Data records

* begin *

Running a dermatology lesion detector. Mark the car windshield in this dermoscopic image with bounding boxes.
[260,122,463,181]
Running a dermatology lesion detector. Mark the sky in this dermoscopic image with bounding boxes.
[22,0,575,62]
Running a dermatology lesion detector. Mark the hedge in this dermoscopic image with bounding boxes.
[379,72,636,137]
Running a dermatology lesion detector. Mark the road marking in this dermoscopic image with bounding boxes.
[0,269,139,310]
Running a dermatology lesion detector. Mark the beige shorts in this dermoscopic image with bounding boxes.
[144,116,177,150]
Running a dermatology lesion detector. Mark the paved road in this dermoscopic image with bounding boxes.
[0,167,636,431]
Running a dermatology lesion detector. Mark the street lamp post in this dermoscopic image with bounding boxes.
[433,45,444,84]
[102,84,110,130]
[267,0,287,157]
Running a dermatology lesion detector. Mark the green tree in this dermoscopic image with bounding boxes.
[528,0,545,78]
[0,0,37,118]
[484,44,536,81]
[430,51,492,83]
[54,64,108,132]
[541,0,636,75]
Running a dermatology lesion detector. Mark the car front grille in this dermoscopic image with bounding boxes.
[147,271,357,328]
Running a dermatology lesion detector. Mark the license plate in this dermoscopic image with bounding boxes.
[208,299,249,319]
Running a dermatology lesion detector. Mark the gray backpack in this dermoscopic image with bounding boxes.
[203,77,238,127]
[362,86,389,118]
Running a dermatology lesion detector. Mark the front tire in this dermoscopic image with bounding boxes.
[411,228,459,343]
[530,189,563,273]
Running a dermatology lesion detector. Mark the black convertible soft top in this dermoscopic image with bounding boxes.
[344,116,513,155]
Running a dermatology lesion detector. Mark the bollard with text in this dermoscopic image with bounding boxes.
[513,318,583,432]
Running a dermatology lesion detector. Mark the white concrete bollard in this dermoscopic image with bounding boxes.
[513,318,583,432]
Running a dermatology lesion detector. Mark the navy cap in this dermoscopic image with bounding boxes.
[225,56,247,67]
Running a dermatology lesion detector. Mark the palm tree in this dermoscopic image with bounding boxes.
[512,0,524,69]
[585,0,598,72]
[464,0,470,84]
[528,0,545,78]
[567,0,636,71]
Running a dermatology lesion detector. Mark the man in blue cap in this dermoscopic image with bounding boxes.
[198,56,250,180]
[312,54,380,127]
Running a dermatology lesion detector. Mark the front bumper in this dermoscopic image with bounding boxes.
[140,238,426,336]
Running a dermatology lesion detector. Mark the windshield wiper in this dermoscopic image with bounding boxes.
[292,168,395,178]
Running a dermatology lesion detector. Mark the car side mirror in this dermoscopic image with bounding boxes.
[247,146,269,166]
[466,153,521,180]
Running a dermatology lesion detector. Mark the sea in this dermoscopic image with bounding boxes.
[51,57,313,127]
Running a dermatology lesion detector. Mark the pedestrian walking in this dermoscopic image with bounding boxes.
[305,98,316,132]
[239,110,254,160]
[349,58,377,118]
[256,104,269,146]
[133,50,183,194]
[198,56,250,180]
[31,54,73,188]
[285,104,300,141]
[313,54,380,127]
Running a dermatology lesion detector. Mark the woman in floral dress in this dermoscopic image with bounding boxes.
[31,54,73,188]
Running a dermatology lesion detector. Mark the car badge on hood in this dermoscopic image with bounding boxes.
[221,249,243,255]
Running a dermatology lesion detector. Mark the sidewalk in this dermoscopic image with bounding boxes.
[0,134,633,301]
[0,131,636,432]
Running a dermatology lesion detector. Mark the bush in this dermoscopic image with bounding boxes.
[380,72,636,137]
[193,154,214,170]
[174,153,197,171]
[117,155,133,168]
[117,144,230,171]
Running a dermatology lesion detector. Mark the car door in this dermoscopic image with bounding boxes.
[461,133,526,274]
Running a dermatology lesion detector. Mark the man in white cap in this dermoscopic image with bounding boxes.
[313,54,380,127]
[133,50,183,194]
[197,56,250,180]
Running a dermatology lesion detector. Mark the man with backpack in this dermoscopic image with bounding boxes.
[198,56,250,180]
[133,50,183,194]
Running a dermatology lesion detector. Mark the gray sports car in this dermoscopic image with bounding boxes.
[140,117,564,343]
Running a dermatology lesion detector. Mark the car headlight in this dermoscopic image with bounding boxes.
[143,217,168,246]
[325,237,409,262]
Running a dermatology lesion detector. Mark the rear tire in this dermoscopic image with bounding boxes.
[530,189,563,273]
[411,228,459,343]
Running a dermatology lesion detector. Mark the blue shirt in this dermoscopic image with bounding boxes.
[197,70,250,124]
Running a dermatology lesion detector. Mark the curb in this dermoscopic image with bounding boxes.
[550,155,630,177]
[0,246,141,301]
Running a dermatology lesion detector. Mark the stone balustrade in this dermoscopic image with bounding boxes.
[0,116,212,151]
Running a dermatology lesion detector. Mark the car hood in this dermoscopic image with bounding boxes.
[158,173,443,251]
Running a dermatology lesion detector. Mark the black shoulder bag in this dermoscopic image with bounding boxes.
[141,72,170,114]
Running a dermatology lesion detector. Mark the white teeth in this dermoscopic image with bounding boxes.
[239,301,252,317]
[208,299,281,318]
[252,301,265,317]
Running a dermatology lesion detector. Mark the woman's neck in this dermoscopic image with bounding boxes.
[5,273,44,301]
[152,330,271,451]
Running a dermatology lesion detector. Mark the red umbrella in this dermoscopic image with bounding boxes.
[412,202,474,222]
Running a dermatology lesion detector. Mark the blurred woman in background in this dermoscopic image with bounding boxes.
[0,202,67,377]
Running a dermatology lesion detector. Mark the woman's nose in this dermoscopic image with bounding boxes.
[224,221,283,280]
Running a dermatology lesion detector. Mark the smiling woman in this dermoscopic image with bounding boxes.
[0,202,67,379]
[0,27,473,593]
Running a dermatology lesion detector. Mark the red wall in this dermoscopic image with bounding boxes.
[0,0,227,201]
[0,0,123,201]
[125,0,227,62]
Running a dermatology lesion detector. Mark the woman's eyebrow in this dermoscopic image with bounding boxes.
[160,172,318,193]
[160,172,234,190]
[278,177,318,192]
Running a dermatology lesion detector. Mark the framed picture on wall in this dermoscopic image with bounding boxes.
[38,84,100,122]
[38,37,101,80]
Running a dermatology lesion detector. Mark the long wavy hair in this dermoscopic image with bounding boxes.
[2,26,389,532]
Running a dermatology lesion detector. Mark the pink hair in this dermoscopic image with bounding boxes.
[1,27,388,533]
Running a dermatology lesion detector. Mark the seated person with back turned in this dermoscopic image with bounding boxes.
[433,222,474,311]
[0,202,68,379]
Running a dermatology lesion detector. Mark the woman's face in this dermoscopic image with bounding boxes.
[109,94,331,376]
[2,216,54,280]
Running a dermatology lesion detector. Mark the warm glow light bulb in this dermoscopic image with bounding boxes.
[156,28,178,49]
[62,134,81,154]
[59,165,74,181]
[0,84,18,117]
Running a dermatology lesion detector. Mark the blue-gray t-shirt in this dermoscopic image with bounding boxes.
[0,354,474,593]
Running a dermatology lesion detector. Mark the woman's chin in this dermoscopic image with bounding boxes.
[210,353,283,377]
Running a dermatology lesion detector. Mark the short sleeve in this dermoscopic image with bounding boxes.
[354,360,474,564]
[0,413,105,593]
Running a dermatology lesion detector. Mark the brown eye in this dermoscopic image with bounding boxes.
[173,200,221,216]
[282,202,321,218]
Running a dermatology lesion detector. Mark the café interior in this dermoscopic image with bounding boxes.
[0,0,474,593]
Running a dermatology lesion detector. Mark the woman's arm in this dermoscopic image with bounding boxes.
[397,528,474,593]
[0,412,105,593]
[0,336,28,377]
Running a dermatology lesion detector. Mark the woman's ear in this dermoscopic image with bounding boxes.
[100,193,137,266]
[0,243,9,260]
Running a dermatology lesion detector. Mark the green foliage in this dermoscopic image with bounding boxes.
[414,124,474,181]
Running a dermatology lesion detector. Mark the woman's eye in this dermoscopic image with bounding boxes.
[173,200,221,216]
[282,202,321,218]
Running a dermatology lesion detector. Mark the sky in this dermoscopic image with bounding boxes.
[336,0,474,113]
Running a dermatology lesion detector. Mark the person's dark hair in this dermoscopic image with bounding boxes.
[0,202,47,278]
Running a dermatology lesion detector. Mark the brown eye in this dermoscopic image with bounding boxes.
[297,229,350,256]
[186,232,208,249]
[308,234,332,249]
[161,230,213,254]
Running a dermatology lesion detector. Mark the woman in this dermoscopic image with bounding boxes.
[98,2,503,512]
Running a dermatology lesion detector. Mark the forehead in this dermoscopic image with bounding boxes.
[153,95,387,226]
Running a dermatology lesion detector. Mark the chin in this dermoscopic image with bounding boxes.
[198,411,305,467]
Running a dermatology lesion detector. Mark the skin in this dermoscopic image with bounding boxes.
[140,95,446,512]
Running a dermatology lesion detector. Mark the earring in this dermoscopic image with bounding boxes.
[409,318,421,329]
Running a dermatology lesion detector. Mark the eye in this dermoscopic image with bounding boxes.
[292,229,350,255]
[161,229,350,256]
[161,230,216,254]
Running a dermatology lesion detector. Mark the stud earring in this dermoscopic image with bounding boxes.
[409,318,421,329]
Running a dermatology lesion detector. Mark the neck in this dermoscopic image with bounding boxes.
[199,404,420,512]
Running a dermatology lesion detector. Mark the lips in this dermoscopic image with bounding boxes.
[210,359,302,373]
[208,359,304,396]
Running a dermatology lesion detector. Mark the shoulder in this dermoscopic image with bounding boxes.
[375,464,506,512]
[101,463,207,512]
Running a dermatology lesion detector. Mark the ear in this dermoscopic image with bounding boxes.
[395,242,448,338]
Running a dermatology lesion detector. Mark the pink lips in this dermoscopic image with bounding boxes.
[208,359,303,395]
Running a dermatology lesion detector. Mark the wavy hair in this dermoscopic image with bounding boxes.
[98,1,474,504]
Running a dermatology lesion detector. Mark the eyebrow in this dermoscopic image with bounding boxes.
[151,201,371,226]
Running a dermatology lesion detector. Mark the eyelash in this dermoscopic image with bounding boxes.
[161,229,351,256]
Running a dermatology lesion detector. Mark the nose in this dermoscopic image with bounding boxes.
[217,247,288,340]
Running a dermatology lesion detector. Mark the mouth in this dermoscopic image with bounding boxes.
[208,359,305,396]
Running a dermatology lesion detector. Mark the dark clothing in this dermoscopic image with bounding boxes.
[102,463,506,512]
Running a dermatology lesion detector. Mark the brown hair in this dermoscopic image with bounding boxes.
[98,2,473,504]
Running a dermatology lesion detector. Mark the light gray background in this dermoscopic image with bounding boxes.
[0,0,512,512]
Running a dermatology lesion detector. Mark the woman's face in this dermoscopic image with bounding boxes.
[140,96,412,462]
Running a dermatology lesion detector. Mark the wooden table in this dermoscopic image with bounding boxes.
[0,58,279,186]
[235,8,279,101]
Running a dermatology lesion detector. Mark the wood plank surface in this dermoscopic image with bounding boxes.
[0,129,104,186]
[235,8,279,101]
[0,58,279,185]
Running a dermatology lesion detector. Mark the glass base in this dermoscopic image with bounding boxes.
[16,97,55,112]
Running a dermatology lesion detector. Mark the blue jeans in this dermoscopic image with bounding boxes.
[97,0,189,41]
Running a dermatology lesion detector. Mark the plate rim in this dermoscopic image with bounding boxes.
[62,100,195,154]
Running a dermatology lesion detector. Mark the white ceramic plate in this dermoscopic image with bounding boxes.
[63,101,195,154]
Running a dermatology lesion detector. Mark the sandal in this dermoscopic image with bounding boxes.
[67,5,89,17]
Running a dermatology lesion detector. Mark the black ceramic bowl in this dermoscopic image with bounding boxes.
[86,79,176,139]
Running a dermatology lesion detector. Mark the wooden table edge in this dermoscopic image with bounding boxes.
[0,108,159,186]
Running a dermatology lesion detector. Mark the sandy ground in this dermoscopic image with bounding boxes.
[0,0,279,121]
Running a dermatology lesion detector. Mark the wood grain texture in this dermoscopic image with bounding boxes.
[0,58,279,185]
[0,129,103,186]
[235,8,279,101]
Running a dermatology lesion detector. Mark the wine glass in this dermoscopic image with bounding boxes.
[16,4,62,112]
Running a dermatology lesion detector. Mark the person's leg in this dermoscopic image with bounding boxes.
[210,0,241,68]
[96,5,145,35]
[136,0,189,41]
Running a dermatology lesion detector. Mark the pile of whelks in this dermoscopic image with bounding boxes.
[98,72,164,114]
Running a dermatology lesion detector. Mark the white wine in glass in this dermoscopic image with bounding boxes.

* end *

STATED EXERCISE — Convert the lines of the material into a JSON list of strings, one string per line, with blank lines omitted. Include only the lines from the one containing "Running a dermatology lesion detector. Mark the windshield" through the one containing "[461,133,526,274]", with both of those lines included.

OUTPUT OF THE EXERCISE —
[
  "Running a dermatology lesion detector. Mark the windshield wiper in this dermoscopic image with bounding boxes.",
  "[292,168,395,178]",
  "Running a dermatology lesion detector. Mark the car side mirror in this dermoscopic image with bounding boxes.",
  "[247,146,269,166]",
  "[466,153,521,180]",
  "Running a dermatology lesion detector. Mark the sea in this dermoscopic image with bounding boxes.",
  "[51,57,313,127]",
  "Running a dermatology lesion detector. Mark the pedestrian walking in this dermoscopic image with bounding boxes.",
  "[305,98,316,132]",
  "[239,110,254,160]",
  "[349,58,377,118]",
  "[256,104,269,146]",
  "[133,50,183,194]",
  "[198,56,250,180]",
  "[31,54,73,188]",
  "[285,104,300,141]",
  "[313,54,380,127]",
  "Running a dermatology lesion detector. Mark the woman in floral dress in this dermoscopic image with bounding boxes.",
  "[31,54,73,188]",
  "Running a dermatology lesion detector. Mark the car badge on hood in this dermoscopic image with bounding boxes.",
  "[221,249,243,255]",
  "Running a dermatology lesion detector. Mark the sidewalk in this dermoscopic image with bounding boxes.",
  "[0,134,633,301]",
  "[0,131,636,432]",
  "Running a dermatology lesion detector. Mark the bush in this dermoscopic image with bounding boxes.",
  "[380,72,636,137]",
  "[193,154,214,170]",
  "[174,153,197,171]",
  "[117,155,133,168]",
  "[117,144,230,171]",
  "Running a dermatology lesion detector. Mark the car door in this dermoscopic image with bounding boxes.",
  "[461,133,526,274]"
]